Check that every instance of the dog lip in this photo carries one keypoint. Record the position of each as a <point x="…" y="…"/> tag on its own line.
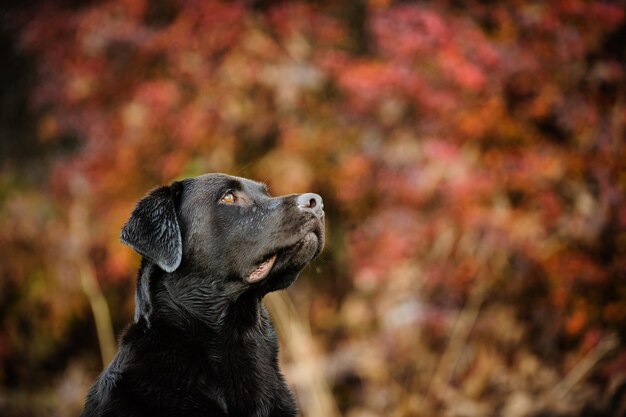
<point x="262" y="270"/>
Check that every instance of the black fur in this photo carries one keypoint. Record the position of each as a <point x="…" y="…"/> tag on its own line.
<point x="202" y="343"/>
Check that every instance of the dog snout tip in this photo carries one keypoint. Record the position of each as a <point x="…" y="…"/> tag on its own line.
<point x="311" y="202"/>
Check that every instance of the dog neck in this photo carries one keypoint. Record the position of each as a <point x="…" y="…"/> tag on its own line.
<point x="186" y="299"/>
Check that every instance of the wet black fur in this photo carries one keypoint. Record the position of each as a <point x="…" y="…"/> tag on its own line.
<point x="202" y="343"/>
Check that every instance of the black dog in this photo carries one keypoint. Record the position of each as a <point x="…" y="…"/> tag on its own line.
<point x="201" y="343"/>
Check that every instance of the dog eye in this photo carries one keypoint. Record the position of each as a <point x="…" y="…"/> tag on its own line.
<point x="229" y="198"/>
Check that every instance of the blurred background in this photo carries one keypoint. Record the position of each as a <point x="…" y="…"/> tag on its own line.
<point x="471" y="158"/>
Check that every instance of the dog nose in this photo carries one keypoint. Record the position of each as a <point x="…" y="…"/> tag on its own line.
<point x="311" y="202"/>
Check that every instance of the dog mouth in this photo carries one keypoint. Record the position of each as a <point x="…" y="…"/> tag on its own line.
<point x="296" y="255"/>
<point x="262" y="270"/>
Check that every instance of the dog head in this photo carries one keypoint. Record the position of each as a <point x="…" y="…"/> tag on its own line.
<point x="227" y="228"/>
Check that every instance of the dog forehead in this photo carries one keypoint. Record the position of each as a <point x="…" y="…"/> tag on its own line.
<point x="210" y="183"/>
<point x="205" y="189"/>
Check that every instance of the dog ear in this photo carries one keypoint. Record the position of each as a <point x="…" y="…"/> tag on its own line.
<point x="153" y="230"/>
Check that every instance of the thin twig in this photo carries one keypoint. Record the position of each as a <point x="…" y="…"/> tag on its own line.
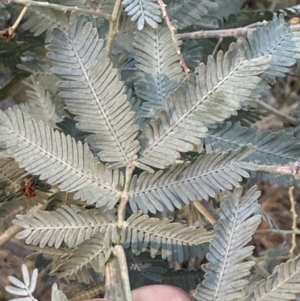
<point x="172" y="30"/>
<point x="204" y="211"/>
<point x="217" y="46"/>
<point x="294" y="225"/>
<point x="117" y="286"/>
<point x="8" y="33"/>
<point x="230" y="32"/>
<point x="114" y="25"/>
<point x="279" y="115"/>
<point x="20" y="17"/>
<point x="279" y="231"/>
<point x="63" y="8"/>
<point x="281" y="169"/>
<point x="124" y="198"/>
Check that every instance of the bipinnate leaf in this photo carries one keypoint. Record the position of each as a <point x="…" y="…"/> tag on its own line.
<point x="270" y="147"/>
<point x="278" y="40"/>
<point x="143" y="11"/>
<point x="283" y="284"/>
<point x="69" y="225"/>
<point x="174" y="241"/>
<point x="205" y="177"/>
<point x="23" y="289"/>
<point x="39" y="105"/>
<point x="226" y="269"/>
<point x="59" y="159"/>
<point x="159" y="68"/>
<point x="90" y="253"/>
<point x="43" y="19"/>
<point x="91" y="88"/>
<point x="210" y="96"/>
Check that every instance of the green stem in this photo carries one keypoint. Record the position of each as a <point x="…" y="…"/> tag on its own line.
<point x="124" y="199"/>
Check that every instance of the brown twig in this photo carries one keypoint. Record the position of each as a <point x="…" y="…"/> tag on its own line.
<point x="172" y="30"/>
<point x="294" y="225"/>
<point x="230" y="32"/>
<point x="63" y="8"/>
<point x="281" y="169"/>
<point x="204" y="211"/>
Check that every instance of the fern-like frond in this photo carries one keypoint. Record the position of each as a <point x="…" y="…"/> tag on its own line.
<point x="92" y="90"/>
<point x="23" y="289"/>
<point x="174" y="241"/>
<point x="159" y="66"/>
<point x="211" y="96"/>
<point x="193" y="12"/>
<point x="90" y="253"/>
<point x="278" y="40"/>
<point x="39" y="105"/>
<point x="271" y="147"/>
<point x="283" y="284"/>
<point x="225" y="270"/>
<point x="67" y="224"/>
<point x="59" y="159"/>
<point x="11" y="174"/>
<point x="143" y="11"/>
<point x="202" y="179"/>
<point x="43" y="19"/>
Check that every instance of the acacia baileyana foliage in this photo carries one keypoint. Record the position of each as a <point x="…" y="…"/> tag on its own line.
<point x="109" y="135"/>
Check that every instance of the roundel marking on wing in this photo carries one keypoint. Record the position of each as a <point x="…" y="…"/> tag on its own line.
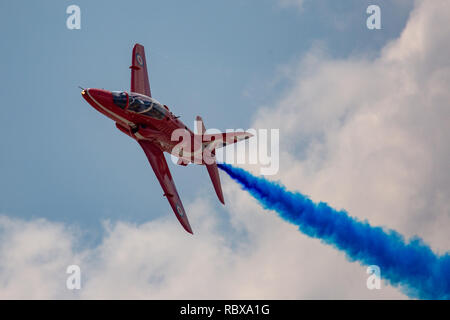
--------------------
(What you have to do) Reproduce all of the records above word for word, omitting the pictures.

(Solution below)
Check that every instance of the dog lip in this photo carries one keypoint. Record the position of each as a <point x="…" y="…"/> tag on its own line.
<point x="262" y="270"/>
Check that every instance of the black fur in this photo carries one keypoint. Record the position of each as a <point x="…" y="…"/> tag on its own line.
<point x="202" y="343"/>
Check that every instance of the dog snout tip in this photo carries one keypoint. Record the position of each as a <point x="…" y="…"/> tag on its own line.
<point x="311" y="202"/>
Check that every instance of the dog neck in this photo carries one keypoint. Record the position of each as a <point x="…" y="…"/> tag on its own line.
<point x="186" y="299"/>
Check that every instance of the wet black fur in this photo carries one keypoint. Record the position of each as a <point x="…" y="…"/> tag on its own line.
<point x="202" y="343"/>
Check that every instance of the black dog in this photo carries one keypoint. Record the position of each as a <point x="…" y="…"/> tag on its own line.
<point x="201" y="343"/>
Check that every instance of the dog eye in this photo carries one keypoint. Record the position of each as a <point x="…" y="…"/> tag on its own line.
<point x="229" y="198"/>
Check that every instance of the blurred background in this photo carries one keypoint. Record the position of each as a <point x="…" y="…"/> tag on its own line.
<point x="471" y="158"/>
Check that every instance of the dog nose in this photo carries one keypoint. Record the position of each as a <point x="…" y="…"/> tag on its own line.
<point x="311" y="202"/>
Check that every instance of the dog mouth in this photo carries one keypoint. Record the position of each as a <point x="…" y="…"/> tag on its own line.
<point x="296" y="255"/>
<point x="262" y="270"/>
Check that every instance of the dog head in this photo carries one keypoint. Record the position of each as a <point x="…" y="…"/> tag on its own line.
<point x="227" y="228"/>
Check that every instance of the dog forehead in this photo carries one keypoint. Record the position of each as a <point x="…" y="…"/> tag on its own line.
<point x="210" y="183"/>
<point x="205" y="189"/>
Check that every instance of the dog ear in this photo carries one keypoint. Record the position of each as a <point x="…" y="…"/> tag on its own line.
<point x="153" y="230"/>
Check that every instance of the thin twig in this photo carries one keypoint. Record the position of each as a <point x="…" y="…"/> tag on its own line.
<point x="172" y="30"/>
<point x="204" y="211"/>
<point x="217" y="46"/>
<point x="294" y="225"/>
<point x="117" y="286"/>
<point x="8" y="33"/>
<point x="230" y="32"/>
<point x="114" y="25"/>
<point x="279" y="115"/>
<point x="20" y="17"/>
<point x="279" y="231"/>
<point x="63" y="8"/>
<point x="281" y="169"/>
<point x="124" y="198"/>
Check that every instance of the bipinnate leaf in this photo carries one keypoint. Record the position of each as a <point x="…" y="…"/> tag on its own line.
<point x="270" y="147"/>
<point x="278" y="40"/>
<point x="143" y="11"/>
<point x="283" y="284"/>
<point x="69" y="225"/>
<point x="174" y="241"/>
<point x="205" y="177"/>
<point x="23" y="289"/>
<point x="39" y="105"/>
<point x="226" y="269"/>
<point x="59" y="159"/>
<point x="159" y="68"/>
<point x="90" y="253"/>
<point x="43" y="19"/>
<point x="91" y="88"/>
<point x="210" y="96"/>
Check that every instance of the green stem in this photo carries one keypoint. Record the position of each as a <point x="…" y="…"/> tag on its own line.
<point x="124" y="199"/>
Check that every instance of the brown twig in this photo carries one keypoint. Record the position of each as a <point x="…" y="…"/> tag on its own line.
<point x="172" y="30"/>
<point x="294" y="225"/>
<point x="230" y="32"/>
<point x="63" y="8"/>
<point x="281" y="169"/>
<point x="204" y="211"/>
Check that every instance of the fern-like frond in this photo carries one keypoint. Record the position of each as a <point x="…" y="…"/> tag on its own line.
<point x="92" y="90"/>
<point x="23" y="289"/>
<point x="174" y="241"/>
<point x="159" y="66"/>
<point x="211" y="96"/>
<point x="193" y="12"/>
<point x="90" y="253"/>
<point x="278" y="40"/>
<point x="39" y="105"/>
<point x="271" y="147"/>
<point x="283" y="284"/>
<point x="225" y="270"/>
<point x="67" y="224"/>
<point x="59" y="159"/>
<point x="11" y="174"/>
<point x="143" y="11"/>
<point x="202" y="179"/>
<point x="43" y="19"/>
Check that every instance of the acacia baileyana foliage in this photo carries one keypoint. Record the position of each as a <point x="…" y="…"/> tag on its own line.
<point x="109" y="135"/>
Check that every instance of the roundel marking on wing in this photo carries one keypoint. Record the position of each as a <point x="…" y="…"/> tag on its own line.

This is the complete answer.